DOCUMENT SECTION.
Here is my own rule of thumb about this.

One important example of a monadic category over $C$ is one obtained by adjoining to $C$ a system of $n$-ary operations satisfying some relations. For example, the category of rings with involution is monadic over sets: it can be given by two binary operations ($+,\times$), two $0$-ary operations ($0,1$), and two $1$-ary operations (negation and the involution). Perhaps if you adopt a suitably enlightened definition of operations with relations then all monadic functors would arise in this way.

Now a $1$-ary operation is just a morphism, so you can also view it as a $1$-ary operation in the opposite category. So if you're adding only $1$-ary operations, then you should get a category which is both monadic and comonadic over the original category.

Indeed, the usual way of defining lambda-rings is by adjoining a bunch of $1$-ary operations to the category of commutative rings. The monad is the free lambda-ring functor, and the comonad is the big Witt vector functor (also called the co-free lambda-ring functor). Another example is the category formed from objects of the original category $C$ together with an action of your favorite group (or monoid) $G$. In representation theory, the monad is often called the induced representation functor, and the comonad is called the co-induced representation functor.

TASKS FOR THIS EXERCISE.
**a.** In the post on monadic and comonadic categories, what is the comonad called when lambda-rings are obtained by adjoining 1-ary operations to commutative rings?
**b.** Print the post on monadic and comonadic categories between "Here is my own" and "the original category.", inclusive.
**c.** Which operations does the post on monadic and comonadic categories use to present the category of rings with involution? List all of them.

[Point annotation records]
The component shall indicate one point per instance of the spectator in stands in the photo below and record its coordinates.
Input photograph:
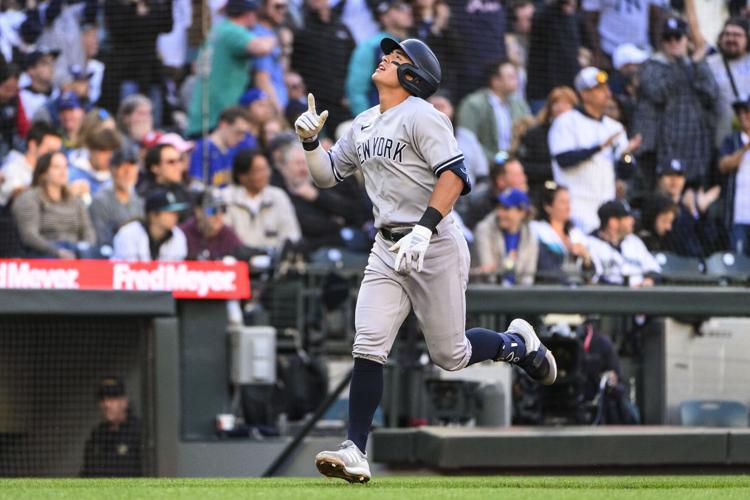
(610, 24)
(223, 63)
(533, 150)
(480, 29)
(677, 95)
(18, 168)
(323, 32)
(506, 172)
(734, 164)
(657, 218)
(474, 158)
(321, 213)
(563, 256)
(268, 70)
(617, 260)
(261, 214)
(234, 125)
(491, 111)
(208, 237)
(135, 119)
(157, 237)
(115, 446)
(91, 164)
(165, 170)
(504, 241)
(51, 221)
(133, 65)
(118, 203)
(395, 18)
(432, 26)
(585, 145)
(70, 113)
(40, 68)
(730, 67)
(14, 124)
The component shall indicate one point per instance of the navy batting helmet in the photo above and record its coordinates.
(422, 77)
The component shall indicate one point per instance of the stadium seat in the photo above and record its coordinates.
(729, 267)
(679, 269)
(713, 413)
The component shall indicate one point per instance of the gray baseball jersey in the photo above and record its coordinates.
(401, 153)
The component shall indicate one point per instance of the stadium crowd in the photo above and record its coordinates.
(595, 133)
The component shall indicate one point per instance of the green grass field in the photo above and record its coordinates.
(386, 488)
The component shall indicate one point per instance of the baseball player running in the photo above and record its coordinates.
(414, 173)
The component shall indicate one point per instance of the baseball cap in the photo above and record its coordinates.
(125, 154)
(513, 198)
(32, 58)
(212, 203)
(162, 200)
(627, 53)
(611, 210)
(69, 100)
(177, 142)
(79, 73)
(252, 95)
(670, 167)
(673, 26)
(238, 7)
(590, 77)
(110, 387)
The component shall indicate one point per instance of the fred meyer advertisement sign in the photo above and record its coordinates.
(185, 279)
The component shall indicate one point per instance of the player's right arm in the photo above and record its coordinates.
(327, 168)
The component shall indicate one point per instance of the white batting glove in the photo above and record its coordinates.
(411, 249)
(310, 123)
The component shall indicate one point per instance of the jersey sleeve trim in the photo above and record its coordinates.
(447, 164)
(336, 174)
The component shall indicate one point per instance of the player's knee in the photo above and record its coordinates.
(448, 359)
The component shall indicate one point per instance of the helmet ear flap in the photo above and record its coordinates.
(413, 81)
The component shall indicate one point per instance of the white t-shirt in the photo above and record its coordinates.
(591, 182)
(742, 188)
(622, 21)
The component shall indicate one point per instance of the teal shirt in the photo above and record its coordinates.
(359, 75)
(225, 59)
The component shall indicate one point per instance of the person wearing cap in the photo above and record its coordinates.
(18, 168)
(585, 145)
(157, 236)
(395, 18)
(685, 238)
(118, 203)
(90, 164)
(677, 96)
(208, 237)
(223, 63)
(730, 66)
(14, 122)
(211, 160)
(619, 258)
(40, 68)
(491, 111)
(70, 113)
(734, 165)
(504, 241)
(609, 25)
(325, 33)
(115, 446)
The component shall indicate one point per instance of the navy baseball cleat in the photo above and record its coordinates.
(537, 360)
(346, 463)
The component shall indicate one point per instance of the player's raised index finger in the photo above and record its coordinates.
(311, 102)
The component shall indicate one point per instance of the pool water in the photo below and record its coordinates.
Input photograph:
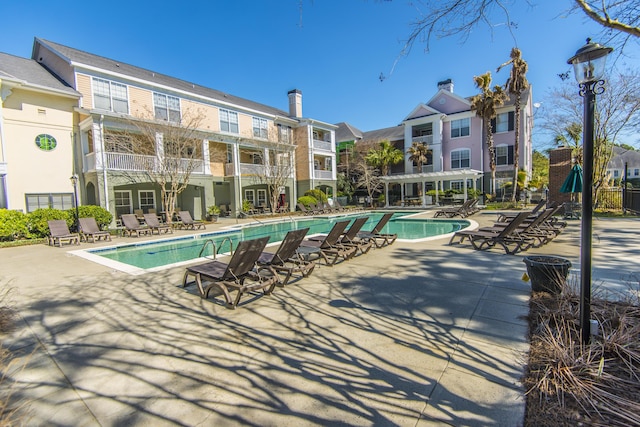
(159, 253)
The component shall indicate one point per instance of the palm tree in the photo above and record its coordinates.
(384, 156)
(485, 105)
(516, 84)
(419, 153)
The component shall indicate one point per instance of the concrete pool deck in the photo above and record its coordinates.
(413, 334)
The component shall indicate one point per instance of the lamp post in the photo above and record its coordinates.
(74, 181)
(588, 66)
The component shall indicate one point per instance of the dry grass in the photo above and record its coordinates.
(570, 384)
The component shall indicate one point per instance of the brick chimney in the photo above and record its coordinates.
(295, 103)
(446, 85)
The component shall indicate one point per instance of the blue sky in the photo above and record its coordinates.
(332, 50)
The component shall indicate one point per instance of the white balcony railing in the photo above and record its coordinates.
(322, 174)
(322, 145)
(425, 139)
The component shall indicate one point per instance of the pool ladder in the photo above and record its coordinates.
(214, 248)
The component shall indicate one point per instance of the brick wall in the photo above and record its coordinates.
(559, 167)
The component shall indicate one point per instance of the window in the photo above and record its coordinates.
(460, 128)
(260, 128)
(228, 121)
(504, 155)
(110, 96)
(147, 199)
(503, 122)
(460, 158)
(284, 134)
(166, 107)
(60, 201)
(123, 202)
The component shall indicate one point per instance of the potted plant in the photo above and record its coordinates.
(213, 212)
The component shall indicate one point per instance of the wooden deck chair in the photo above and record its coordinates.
(238, 274)
(132, 226)
(380, 239)
(89, 229)
(330, 249)
(187, 222)
(59, 232)
(285, 259)
(154, 224)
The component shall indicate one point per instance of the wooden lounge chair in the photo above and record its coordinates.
(380, 239)
(89, 229)
(351, 238)
(286, 258)
(237, 274)
(187, 222)
(330, 249)
(154, 224)
(59, 232)
(132, 226)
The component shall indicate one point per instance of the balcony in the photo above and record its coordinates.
(135, 163)
(424, 139)
(322, 145)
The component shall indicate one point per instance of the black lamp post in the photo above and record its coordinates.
(74, 181)
(588, 65)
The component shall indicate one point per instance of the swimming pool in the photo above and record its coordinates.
(137, 258)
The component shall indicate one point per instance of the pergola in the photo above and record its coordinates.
(438, 177)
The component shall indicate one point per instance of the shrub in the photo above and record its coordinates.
(13, 225)
(307, 201)
(103, 217)
(37, 220)
(319, 195)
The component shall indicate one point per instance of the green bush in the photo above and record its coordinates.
(307, 201)
(37, 220)
(13, 225)
(103, 217)
(319, 195)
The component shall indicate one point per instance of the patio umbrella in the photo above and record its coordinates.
(573, 182)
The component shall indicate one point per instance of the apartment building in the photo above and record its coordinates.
(36, 137)
(458, 156)
(242, 150)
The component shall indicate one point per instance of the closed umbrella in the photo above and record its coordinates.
(573, 183)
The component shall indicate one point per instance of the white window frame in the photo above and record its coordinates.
(115, 94)
(458, 153)
(260, 128)
(459, 126)
(229, 121)
(146, 205)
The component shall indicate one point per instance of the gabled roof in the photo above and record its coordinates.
(28, 72)
(347, 132)
(81, 59)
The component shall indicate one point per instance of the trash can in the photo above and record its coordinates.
(547, 273)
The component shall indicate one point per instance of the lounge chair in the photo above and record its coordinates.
(507, 237)
(237, 274)
(351, 238)
(132, 225)
(89, 229)
(328, 246)
(59, 232)
(286, 259)
(154, 224)
(187, 222)
(375, 235)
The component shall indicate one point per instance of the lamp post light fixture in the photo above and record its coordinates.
(74, 181)
(588, 66)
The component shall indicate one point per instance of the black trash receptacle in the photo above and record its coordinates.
(547, 273)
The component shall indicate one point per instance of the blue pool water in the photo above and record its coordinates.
(147, 255)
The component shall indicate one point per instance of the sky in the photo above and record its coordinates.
(334, 51)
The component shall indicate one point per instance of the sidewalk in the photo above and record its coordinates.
(409, 335)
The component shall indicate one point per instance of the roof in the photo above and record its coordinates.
(79, 58)
(29, 72)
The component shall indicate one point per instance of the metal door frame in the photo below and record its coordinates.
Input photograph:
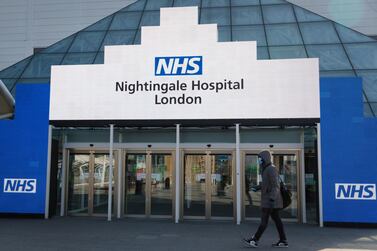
(91, 153)
(208, 186)
(148, 177)
(299, 168)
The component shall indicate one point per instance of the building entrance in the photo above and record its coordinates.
(287, 163)
(88, 183)
(149, 187)
(208, 185)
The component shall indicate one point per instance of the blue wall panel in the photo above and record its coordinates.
(349, 151)
(23, 150)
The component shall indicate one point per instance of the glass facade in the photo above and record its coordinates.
(281, 30)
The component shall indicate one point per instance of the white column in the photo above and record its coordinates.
(64, 176)
(110, 172)
(302, 174)
(320, 202)
(238, 174)
(120, 178)
(48, 172)
(177, 174)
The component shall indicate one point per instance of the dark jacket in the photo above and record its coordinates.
(270, 188)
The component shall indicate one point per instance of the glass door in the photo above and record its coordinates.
(149, 184)
(78, 184)
(208, 185)
(287, 165)
(88, 183)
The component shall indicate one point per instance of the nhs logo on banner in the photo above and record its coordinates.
(186, 65)
(20, 185)
(345, 191)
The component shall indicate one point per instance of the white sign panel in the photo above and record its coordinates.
(181, 72)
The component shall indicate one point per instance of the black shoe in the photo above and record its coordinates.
(252, 242)
(280, 244)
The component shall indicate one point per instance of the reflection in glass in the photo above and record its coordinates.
(161, 184)
(135, 184)
(252, 177)
(101, 184)
(221, 185)
(78, 183)
(287, 165)
(195, 185)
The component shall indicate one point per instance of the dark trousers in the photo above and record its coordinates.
(274, 212)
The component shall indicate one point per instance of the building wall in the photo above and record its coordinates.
(360, 15)
(28, 24)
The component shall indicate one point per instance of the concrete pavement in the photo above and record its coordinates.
(80, 233)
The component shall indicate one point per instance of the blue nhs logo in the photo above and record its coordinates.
(344, 191)
(185, 65)
(20, 185)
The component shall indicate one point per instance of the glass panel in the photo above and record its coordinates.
(101, 25)
(349, 36)
(244, 2)
(162, 184)
(101, 184)
(311, 175)
(183, 3)
(195, 185)
(252, 200)
(156, 5)
(78, 183)
(249, 33)
(99, 58)
(59, 47)
(150, 18)
(282, 52)
(306, 16)
(137, 6)
(363, 56)
(319, 33)
(262, 53)
(287, 166)
(118, 38)
(283, 34)
(224, 34)
(337, 73)
(278, 14)
(15, 70)
(79, 58)
(221, 186)
(125, 21)
(40, 66)
(273, 1)
(369, 84)
(220, 16)
(331, 57)
(246, 15)
(135, 184)
(9, 83)
(215, 3)
(87, 41)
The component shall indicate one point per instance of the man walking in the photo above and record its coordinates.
(272, 201)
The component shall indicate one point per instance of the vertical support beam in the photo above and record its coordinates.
(320, 201)
(48, 172)
(120, 178)
(64, 176)
(177, 173)
(111, 159)
(302, 178)
(238, 174)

PROBLEM SOLUTIONS.
**a.** The big Witt vector functor, also called the co-free lambda-ring functor.

**b.**
Here is my own rule of thumb about this.

One important example of a monadic category over $C$ is one obtained by adjoining to $C$ a system of $n$-ary operations satisfying some relations. For example, the category of rings with involution is monadic over sets: it can be given by two binary operations ($+,\times$), two $0$-ary operations ($0,1$), and two $1$-ary operations (negation and the involution). Perhaps if you adopt a suitably enlightened definition of operations with relations then all monadic functors would arise in this way.

Now a $1$-ary operation is just a morphism, so you can also view it as a $1$-ary operation in the opposite category. So if you're adding only $1$-ary operations, then you should get a category which is both monadic and comonadic over the original category.

**c.**
- + (binary)
- × (binary)
- 0 (0-ary)
- 1 (0-ary)
- negation (1-ary)
- the involution (1-ary)